● CHALLENGE A: Write out the news report on North Korea sanctions word for word, starting at "In Germany, Chancellor" and ending at "the desired effect.".
● CHALLENGE B: Pick up the news report on North Korea sanctions after its final sentence and keep writing it.

By Christine Kim and Kaori Kaneko

SEOUL/TOKYO (Reuters) - U.S. allies said on Wednesday that enforcing international sanctions on North Korea, and not mere dialogue, was the key to getting Pyongyang to give up its nuclear weapons.

U.S. President Donald Trump, in a speech on Tuesday to the United Nations General Assembly of world leaders, said he would "totally destroy" North Korea if threatened and mocked its leader Kim Jong Un as a "rocket man" for his repeated ballistic missile tests.

In Germany, Chancellor Angela Merkel said ensuring the effectiveness of U.N. sanctions on North Korea was "the right answer" and assailed Trump's warning of military action.

"I am against such threats," she told the Deutsche Welle broadcaster when asked about Trump's remarks. "We consider any form of military solution as totally inappropriate and we insist on a diplomatic solution."

North Korea's neighbours South Korea and Japan said the time for negotiating with Pyongyang was over and that the key now was for U.N. sanctions to have the desired effect.

● SUPPLIED INFORMATION:
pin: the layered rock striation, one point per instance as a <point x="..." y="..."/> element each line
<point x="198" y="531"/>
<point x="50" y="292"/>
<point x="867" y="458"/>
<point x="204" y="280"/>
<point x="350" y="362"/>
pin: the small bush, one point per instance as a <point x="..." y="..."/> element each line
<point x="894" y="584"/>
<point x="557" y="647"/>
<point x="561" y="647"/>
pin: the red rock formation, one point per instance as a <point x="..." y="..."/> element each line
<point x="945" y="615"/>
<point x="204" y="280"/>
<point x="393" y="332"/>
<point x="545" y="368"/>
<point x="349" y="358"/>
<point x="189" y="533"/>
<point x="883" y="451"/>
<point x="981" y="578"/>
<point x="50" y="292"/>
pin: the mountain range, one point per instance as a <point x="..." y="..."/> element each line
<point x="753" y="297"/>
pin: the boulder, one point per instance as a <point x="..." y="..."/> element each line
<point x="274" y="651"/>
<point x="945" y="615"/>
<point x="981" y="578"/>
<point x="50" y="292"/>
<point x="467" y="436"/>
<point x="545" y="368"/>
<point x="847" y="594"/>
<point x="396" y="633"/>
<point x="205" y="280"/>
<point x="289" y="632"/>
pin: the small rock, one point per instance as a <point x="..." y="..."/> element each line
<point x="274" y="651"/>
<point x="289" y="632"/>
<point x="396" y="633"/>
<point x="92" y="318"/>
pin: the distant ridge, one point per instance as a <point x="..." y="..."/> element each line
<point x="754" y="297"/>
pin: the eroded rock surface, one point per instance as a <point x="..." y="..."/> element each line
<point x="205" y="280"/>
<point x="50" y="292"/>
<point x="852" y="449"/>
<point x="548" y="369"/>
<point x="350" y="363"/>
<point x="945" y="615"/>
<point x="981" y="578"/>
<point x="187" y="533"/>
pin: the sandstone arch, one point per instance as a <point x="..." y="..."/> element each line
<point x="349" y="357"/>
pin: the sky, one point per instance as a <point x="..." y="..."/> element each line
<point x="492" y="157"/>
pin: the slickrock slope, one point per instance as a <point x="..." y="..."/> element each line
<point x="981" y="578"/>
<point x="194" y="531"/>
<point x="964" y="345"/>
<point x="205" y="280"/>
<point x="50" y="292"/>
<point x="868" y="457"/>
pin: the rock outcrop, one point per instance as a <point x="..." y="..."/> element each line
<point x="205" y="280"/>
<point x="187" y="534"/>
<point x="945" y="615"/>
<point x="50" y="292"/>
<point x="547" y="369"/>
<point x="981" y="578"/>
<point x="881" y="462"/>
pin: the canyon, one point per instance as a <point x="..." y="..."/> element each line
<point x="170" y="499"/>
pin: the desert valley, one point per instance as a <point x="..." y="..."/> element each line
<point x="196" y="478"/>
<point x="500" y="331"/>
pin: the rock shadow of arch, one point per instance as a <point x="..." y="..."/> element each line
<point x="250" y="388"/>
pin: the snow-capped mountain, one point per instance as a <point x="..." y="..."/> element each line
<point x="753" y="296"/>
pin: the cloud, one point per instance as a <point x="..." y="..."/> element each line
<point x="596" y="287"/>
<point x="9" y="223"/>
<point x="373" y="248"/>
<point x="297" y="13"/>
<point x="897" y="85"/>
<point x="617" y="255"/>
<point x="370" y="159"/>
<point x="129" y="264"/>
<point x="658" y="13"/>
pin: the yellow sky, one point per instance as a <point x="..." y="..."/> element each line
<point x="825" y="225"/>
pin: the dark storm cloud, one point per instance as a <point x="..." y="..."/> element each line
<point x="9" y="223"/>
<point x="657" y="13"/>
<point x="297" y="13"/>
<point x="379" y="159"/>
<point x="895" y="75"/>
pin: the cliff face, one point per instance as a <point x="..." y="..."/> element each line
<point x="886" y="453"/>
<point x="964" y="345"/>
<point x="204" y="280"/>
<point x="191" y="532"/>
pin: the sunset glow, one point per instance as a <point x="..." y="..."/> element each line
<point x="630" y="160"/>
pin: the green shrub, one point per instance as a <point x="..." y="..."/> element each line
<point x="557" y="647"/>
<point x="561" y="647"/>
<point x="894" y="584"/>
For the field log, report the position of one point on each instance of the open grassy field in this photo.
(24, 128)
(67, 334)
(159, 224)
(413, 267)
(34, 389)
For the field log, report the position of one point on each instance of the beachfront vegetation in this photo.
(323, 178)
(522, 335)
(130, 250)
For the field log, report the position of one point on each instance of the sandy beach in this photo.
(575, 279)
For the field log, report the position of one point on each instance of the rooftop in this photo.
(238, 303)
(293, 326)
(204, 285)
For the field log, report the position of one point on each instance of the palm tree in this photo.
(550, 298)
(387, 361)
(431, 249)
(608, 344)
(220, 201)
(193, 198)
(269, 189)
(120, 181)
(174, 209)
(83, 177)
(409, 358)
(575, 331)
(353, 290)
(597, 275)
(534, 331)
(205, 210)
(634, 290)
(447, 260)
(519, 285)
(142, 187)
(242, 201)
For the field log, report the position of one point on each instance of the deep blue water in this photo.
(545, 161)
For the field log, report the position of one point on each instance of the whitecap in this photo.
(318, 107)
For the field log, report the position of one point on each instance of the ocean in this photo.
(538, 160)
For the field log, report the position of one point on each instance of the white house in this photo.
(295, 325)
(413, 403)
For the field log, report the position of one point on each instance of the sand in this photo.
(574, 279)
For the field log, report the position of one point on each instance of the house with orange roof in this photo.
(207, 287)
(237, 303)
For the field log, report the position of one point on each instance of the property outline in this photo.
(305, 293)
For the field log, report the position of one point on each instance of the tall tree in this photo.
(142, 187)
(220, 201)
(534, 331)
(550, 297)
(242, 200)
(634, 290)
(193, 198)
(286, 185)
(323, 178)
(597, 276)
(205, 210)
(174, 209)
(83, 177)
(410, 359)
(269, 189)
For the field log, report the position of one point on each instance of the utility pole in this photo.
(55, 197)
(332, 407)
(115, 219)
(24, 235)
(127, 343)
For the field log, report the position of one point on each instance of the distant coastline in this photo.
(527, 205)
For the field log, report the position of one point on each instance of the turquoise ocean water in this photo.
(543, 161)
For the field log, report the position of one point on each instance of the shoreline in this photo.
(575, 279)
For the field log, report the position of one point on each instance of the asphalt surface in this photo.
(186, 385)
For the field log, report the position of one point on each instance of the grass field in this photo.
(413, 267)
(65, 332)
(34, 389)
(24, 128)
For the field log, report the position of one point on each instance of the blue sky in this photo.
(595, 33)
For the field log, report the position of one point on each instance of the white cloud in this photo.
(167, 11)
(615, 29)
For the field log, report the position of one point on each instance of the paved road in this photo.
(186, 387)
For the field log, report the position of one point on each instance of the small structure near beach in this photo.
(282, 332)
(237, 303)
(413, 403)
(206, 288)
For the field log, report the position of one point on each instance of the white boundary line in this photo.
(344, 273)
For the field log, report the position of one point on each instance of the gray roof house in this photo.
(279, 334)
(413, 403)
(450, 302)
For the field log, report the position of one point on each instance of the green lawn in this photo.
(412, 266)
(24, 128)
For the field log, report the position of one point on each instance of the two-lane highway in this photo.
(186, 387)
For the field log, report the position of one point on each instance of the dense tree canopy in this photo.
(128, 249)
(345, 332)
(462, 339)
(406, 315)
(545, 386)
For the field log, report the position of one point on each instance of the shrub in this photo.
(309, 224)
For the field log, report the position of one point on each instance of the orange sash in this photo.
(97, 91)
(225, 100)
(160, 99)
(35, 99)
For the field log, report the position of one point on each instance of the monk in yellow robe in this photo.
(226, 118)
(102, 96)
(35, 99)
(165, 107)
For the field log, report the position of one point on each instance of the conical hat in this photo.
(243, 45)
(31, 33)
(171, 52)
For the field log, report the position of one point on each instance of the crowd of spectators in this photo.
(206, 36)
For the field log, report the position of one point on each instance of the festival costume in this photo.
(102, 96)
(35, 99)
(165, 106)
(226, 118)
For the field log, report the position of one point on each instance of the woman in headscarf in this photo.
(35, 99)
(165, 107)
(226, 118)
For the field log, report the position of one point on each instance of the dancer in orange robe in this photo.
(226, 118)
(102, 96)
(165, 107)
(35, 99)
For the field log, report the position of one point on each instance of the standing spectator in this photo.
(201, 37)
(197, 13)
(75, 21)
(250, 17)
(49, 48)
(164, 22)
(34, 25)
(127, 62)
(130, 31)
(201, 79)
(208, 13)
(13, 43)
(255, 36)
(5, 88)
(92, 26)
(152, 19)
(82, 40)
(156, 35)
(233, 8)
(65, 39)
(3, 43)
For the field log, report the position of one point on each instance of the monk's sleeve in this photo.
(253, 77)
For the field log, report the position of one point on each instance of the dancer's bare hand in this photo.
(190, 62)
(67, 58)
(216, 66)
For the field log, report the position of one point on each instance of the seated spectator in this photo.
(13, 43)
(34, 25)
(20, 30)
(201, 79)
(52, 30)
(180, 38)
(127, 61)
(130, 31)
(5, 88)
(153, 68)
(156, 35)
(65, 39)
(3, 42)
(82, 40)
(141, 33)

● EXERCISE RESULT A:
In Germany, Chancellor Angela Merkel said ensuring the effectiveness of U.N. sanctions on North Korea was "the right answer" and assailed Trump's warning of military action.

"I am against such threats," she told the Deutsche Welle broadcaster when asked about Trump's remarks. "We consider any form of military solution as totally inappropriate and we insist on a diplomatic solution."

North Korea's neighbours South Korea and Japan said the time for negotiating with Pyongyang was over and that the key now was for U.N. sanctions to have the desired effect.

● EXERCISE RESULT B:
The U.N. Security Council has unanimously imposed nine rounds of sanctions on North Korea since 2006, the latest this month over Pyongyang's sixth and most powerful nuclear test.

"Now is not the time for dialogue. Now is the time to apply pressure," Japanese Prime Minister Shinzo Abe, in New York for the General Assembly, told a gathering of investors at the New York Stock Exchange.

"We can't be satisfied that the U.N. has approved new sanctions against North Korea," Abe said. "What's crucial now is to put sanctions into effect without lapses and that requires close cooperation with China and Russia."

Japan, which Pyongyang often threatens to destroy, has consistently pushed for pressure on North Korea. A few days after the U.N. stepped up sanctions on Sept. 11, North Korea fired a missile that flew over northern Japan and landed in the Pacific Ocean, according to Japanese and South Korean officials.


South Korea said Trump's speech showed a "firm and specific stance."

"It clearly showed how seriously the United States government views North Korea's nuclear programme as the president spent an unusual amount of time discussing the issue," the office of South Korean President Moon Jae-in said in a statement.

Trump's speech "reaffirmed that North Korea should be made to realize denuclearisation is the only way to the future through utmost sanctions and pressure", it added.

Moon came to power in May on a platform of more engagement with North Korea. Since Pyongyang's sixth and largest nuclear test on Sept. 3, however, Moon has said the time is not right for dialogue.

The United States has urged China, North Korea's main ally and trading partner, and Russia to do more to rein in Kim.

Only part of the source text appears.